— The problem —
Restate the full listing word for word and leave the pictures out.

(Outline annotation records)
--- BEGIN ---

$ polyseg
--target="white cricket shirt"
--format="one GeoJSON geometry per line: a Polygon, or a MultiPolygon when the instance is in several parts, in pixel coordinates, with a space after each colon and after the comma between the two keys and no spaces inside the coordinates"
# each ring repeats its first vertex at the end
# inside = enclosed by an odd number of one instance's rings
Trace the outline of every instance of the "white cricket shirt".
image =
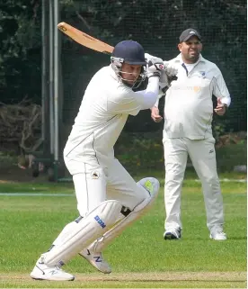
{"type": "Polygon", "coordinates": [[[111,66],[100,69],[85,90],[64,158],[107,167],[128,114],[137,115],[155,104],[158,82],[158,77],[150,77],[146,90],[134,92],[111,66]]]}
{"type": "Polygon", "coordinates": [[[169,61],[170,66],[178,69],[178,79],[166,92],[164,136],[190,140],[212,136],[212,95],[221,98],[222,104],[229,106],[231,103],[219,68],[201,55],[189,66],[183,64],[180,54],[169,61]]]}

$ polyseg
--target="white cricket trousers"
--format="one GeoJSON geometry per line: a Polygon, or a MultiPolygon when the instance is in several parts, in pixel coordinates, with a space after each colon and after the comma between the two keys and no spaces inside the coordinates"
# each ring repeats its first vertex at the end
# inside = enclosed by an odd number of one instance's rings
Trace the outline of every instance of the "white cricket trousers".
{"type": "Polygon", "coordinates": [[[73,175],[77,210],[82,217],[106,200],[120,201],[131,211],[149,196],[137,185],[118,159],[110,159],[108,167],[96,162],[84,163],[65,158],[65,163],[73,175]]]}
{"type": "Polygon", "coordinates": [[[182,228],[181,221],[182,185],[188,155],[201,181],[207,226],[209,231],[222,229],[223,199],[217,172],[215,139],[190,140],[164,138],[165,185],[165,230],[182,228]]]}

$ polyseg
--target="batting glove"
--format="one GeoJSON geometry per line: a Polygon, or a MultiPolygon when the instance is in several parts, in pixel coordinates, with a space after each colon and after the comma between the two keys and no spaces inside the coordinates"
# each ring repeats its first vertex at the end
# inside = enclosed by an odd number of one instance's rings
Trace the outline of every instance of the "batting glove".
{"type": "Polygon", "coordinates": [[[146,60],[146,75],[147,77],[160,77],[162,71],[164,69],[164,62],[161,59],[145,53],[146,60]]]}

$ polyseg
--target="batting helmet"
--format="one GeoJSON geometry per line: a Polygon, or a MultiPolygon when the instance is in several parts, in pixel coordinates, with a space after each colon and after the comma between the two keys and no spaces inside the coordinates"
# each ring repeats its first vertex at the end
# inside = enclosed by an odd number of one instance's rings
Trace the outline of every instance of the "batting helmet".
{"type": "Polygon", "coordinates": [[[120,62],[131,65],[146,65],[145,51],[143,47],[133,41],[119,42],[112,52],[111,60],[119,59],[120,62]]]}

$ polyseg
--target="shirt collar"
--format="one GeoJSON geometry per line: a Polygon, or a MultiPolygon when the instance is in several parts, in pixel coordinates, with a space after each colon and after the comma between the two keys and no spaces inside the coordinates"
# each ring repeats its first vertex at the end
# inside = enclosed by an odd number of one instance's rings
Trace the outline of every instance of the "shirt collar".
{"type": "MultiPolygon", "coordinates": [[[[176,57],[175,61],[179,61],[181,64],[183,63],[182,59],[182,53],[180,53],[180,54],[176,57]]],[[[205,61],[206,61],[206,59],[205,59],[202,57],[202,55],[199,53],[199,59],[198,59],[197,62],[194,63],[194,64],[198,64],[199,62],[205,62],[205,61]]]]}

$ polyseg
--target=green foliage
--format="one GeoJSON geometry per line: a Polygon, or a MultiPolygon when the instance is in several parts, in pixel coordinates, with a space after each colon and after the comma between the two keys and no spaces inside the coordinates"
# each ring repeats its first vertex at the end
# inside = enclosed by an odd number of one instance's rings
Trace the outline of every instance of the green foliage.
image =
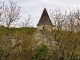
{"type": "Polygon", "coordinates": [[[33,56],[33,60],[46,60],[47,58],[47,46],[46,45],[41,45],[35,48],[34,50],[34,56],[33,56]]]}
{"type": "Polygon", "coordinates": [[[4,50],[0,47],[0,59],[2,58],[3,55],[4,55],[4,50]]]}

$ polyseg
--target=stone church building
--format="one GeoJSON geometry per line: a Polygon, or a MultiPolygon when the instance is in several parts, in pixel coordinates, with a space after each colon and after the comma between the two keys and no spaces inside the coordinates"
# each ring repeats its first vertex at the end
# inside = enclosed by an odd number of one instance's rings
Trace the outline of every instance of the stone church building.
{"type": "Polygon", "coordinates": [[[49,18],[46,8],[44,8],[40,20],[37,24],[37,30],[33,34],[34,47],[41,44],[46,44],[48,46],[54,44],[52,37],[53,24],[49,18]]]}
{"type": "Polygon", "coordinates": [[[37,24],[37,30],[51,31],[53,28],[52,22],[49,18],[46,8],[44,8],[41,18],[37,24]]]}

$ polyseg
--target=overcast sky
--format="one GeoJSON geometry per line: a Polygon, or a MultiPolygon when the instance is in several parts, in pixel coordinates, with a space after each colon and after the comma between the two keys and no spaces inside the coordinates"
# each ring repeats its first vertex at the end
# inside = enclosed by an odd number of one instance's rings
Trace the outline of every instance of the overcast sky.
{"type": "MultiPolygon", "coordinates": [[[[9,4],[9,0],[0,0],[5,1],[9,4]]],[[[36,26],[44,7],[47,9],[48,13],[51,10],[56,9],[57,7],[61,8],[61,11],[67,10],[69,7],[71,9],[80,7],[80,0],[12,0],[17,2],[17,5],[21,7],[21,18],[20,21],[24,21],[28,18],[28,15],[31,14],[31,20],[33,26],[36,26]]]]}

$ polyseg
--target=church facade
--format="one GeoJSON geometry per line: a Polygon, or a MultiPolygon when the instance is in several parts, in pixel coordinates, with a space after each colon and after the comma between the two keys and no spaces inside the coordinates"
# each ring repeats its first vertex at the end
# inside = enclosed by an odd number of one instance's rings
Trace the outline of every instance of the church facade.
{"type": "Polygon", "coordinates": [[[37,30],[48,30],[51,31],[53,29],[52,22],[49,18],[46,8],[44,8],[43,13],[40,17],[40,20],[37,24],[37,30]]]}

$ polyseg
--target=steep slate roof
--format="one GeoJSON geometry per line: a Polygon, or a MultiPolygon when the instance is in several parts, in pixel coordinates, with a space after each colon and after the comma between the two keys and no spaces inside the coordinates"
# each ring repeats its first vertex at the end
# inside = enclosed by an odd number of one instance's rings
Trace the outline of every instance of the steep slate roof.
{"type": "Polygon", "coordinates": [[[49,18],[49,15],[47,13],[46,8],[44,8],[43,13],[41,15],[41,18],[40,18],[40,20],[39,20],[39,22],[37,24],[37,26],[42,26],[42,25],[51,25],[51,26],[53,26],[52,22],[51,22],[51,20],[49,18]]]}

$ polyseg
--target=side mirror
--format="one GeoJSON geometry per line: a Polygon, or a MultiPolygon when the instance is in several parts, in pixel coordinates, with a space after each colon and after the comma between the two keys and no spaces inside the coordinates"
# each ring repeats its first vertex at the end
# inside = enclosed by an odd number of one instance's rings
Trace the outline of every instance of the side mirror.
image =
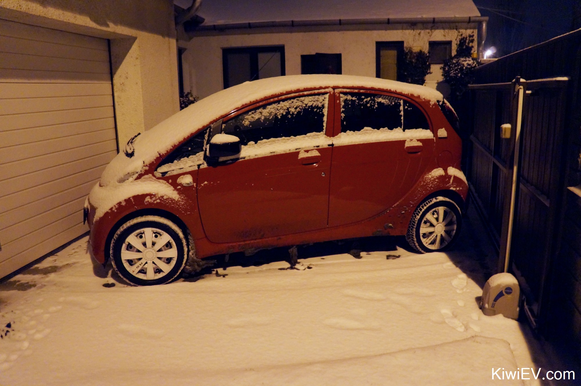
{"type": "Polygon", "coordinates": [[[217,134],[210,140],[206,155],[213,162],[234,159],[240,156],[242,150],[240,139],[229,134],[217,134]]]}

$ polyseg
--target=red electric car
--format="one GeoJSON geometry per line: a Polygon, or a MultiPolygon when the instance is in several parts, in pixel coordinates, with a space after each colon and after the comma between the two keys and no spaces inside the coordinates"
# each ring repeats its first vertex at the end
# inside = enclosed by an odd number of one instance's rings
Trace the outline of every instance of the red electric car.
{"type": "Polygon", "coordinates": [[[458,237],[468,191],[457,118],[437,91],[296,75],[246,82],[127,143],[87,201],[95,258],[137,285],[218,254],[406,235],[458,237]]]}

--- END ---

— Result of the task —
$ polyseg
--target="white cricket shirt"
--format="one GeoJSON geometry per line: a Polygon, or a MultiPolygon when the instance is in several parts, in pixel coordinates, with a space after each colon and after the comma between the two keys and no spaces inside the coordinates"
# each ring repeats its first vertex at the end
# inside = enclosed by an odd number of one instance's rings
Trace the outline of every instance of the "white cricket shirt".
image =
{"type": "Polygon", "coordinates": [[[111,66],[100,69],[85,90],[64,158],[107,167],[128,114],[137,115],[155,104],[158,82],[158,77],[150,77],[146,90],[134,92],[111,66]]]}
{"type": "Polygon", "coordinates": [[[169,61],[170,66],[178,69],[178,79],[166,92],[164,136],[190,140],[212,136],[212,95],[221,98],[222,104],[229,106],[231,103],[219,68],[201,55],[189,66],[183,64],[180,54],[169,61]]]}

$ polyseg
--target="white cricket trousers"
--format="one GeoJSON geometry per line: a Polygon, or a MultiPolygon when the instance is in several parts, in pixel coordinates, with a space after each colon and after the comma between the two keys and no spaces inside the coordinates"
# each ring repeats its first vertex at the end
# inside = enclosed by an odd number of one instance's rings
Trace the outline of every instance of the "white cricket trousers".
{"type": "Polygon", "coordinates": [[[73,175],[77,210],[82,217],[106,200],[120,201],[131,211],[149,196],[137,185],[118,159],[110,159],[108,167],[96,162],[84,163],[65,158],[65,163],[73,175]]]}
{"type": "Polygon", "coordinates": [[[182,228],[181,221],[182,185],[188,155],[201,181],[207,226],[209,231],[222,229],[223,199],[217,172],[215,139],[190,140],[164,138],[165,185],[165,230],[182,228]]]}

$ polyseg
--target="batting glove"
--format="one GeoJSON geometry per line: a Polygon, or a MultiPolygon when the instance is in several parts, in pixel coordinates, with a space after each colon and after the comma between the two keys and no spaces inside the coordinates"
# each ring repeats its first vertex at the end
# inside = enclosed by an odd number of one instance's rings
Trace the outline of every instance of the "batting glove".
{"type": "Polygon", "coordinates": [[[146,60],[146,75],[147,77],[160,77],[162,71],[164,69],[164,62],[161,59],[145,53],[146,60]]]}

$ polyseg
--target="batting helmet"
--format="one GeoJSON geometry per line: a Polygon, or a MultiPolygon when the instance is in several parts, in pixel coordinates, with a space after each colon and after the comma between the two keys and no spaces inside the coordinates"
# each ring repeats its first vertex at the end
# inside = enclosed by an odd number of one instance's rings
Trace the outline of every instance of the "batting helmet".
{"type": "Polygon", "coordinates": [[[120,62],[131,65],[146,65],[145,51],[143,47],[133,41],[119,42],[112,52],[111,60],[119,59],[120,62]]]}

$ polyseg
--target="shirt collar"
--format="one GeoJSON geometry per line: a Polygon, or a MultiPolygon when the instance is in several parts, in pixel coordinates, with a space after each colon and after the comma between the two keys and no spaces inside the coordinates"
# each ring repeats its first vertex at the end
# inside = enclosed by an odd number of one instance's rings
Trace the outline of every instance of the "shirt collar".
{"type": "MultiPolygon", "coordinates": [[[[176,57],[175,61],[179,61],[181,64],[183,63],[182,59],[182,53],[180,53],[180,54],[176,57]]],[[[205,61],[206,61],[206,59],[205,59],[202,57],[202,55],[199,53],[199,59],[198,59],[197,62],[194,63],[194,64],[198,64],[199,62],[205,62],[205,61]]]]}

$ polyseg
--target=green foliage
--format="one GeoJSON geometry per line: a Polygon, or a MultiPolygon when the instance is in several parts, in pixel coordinates, with a space after each colon and after the comma between the two keys and no spaces inside the coordinates"
# each ring repeats its first vertex at the end
# inside = enclosed by an odd number of one instance's rings
Trace the outline of every instance of the green foliage.
image =
{"type": "Polygon", "coordinates": [[[33,56],[33,60],[46,60],[47,58],[47,46],[46,45],[41,45],[35,48],[34,50],[34,56],[33,56]]]}
{"type": "Polygon", "coordinates": [[[4,50],[0,47],[0,59],[2,58],[3,55],[4,55],[4,50]]]}

$ polyseg
--target=stone church building
--format="one GeoJSON geometry per line: a Polygon, or a MultiPolygon when the instance is in several parts, in pixel coordinates, with a space after each colon and after the comma between the two keys and no spaces inside the coordinates"
# each ring repeats its first vertex at the end
# inside = enclosed by an odd number of one instance's rings
Trace the outline of every instance of the stone church building.
{"type": "Polygon", "coordinates": [[[49,18],[46,8],[44,8],[40,20],[37,24],[37,30],[33,34],[34,47],[41,44],[46,44],[48,46],[54,44],[52,37],[53,24],[49,18]]]}
{"type": "Polygon", "coordinates": [[[37,24],[37,30],[51,31],[53,28],[52,22],[49,18],[46,8],[44,8],[41,18],[37,24]]]}

$ polyseg
--target=overcast sky
--format="one GeoJSON geometry per line: a Polygon, or a MultiPolygon when the instance is in several parts, in pixel coordinates, with a space after each colon and after the comma between the two keys and no spaces inside the coordinates"
# each ring repeats its first vertex at the end
# inside = enclosed by an odd number of one instance's rings
Trace the outline of every instance of the overcast sky.
{"type": "MultiPolygon", "coordinates": [[[[9,4],[9,0],[0,0],[5,1],[9,4]]],[[[36,26],[44,7],[47,9],[48,13],[51,10],[56,9],[57,7],[61,8],[61,11],[67,10],[69,7],[71,9],[80,7],[80,0],[12,0],[17,2],[17,5],[21,7],[21,18],[20,21],[24,21],[28,18],[28,15],[31,14],[31,20],[33,26],[36,26]]]]}

$ polyseg
--target=church facade
--format="one GeoJSON geometry per line: a Polygon, or a MultiPolygon when the instance is in several parts, in pixel coordinates, with a space after each colon and after the comma between the two keys and no spaces inside the coordinates"
# each ring repeats its first vertex at the end
# inside = enclosed by an odd number of one instance's rings
Trace the outline of every instance of the church facade.
{"type": "Polygon", "coordinates": [[[37,30],[48,30],[51,31],[53,29],[52,22],[49,18],[46,8],[44,8],[43,13],[40,17],[40,20],[37,24],[37,30]]]}

$ polyseg
--target=steep slate roof
--format="one GeoJSON geometry per line: a Polygon, or a MultiPolygon when the instance is in several parts, in pixel coordinates, with a space after each colon and after the comma between the two keys and no spaces inside the coordinates"
# each ring repeats its first vertex at the end
# inside = enclosed by an odd number of one instance's rings
Trace the outline of every instance of the steep slate roof.
{"type": "Polygon", "coordinates": [[[49,18],[49,15],[47,13],[46,8],[44,8],[43,13],[41,15],[41,18],[40,18],[40,20],[39,20],[39,22],[37,24],[37,26],[42,26],[42,25],[51,25],[51,26],[53,26],[52,22],[51,22],[51,20],[49,18]]]}

$ polyseg
--target=side mirror
--format="one GeoJSON geometry per line: a Polygon, or a MultiPolygon when the instance is in several parts, in pixel coordinates, with a space after each colon and after the comma between the two keys and no spaces inside the coordinates"
# each ring repeats its first vertex at the end
# inside = enclosed by an odd number of one instance's rings
Trace the outline of every instance of the side mirror.
image =
{"type": "Polygon", "coordinates": [[[217,134],[210,140],[206,155],[213,162],[234,159],[240,156],[242,150],[240,139],[229,134],[217,134]]]}

$ polyseg
--target=red electric car
--format="one GeoJSON geometry per line: a Polygon, or a MultiPolygon when the instance is in several parts, in pixel coordinates, with a space after each colon and after the comma between the two keys and no spaces inside the coordinates"
# each ring repeats its first vertex at the end
# inside = enclosed by an odd number of one instance's rings
Trace the outline of every instance of the red electric car.
{"type": "Polygon", "coordinates": [[[458,237],[468,191],[457,118],[437,91],[296,75],[246,82],[127,143],[87,201],[95,258],[137,285],[218,254],[406,235],[458,237]]]}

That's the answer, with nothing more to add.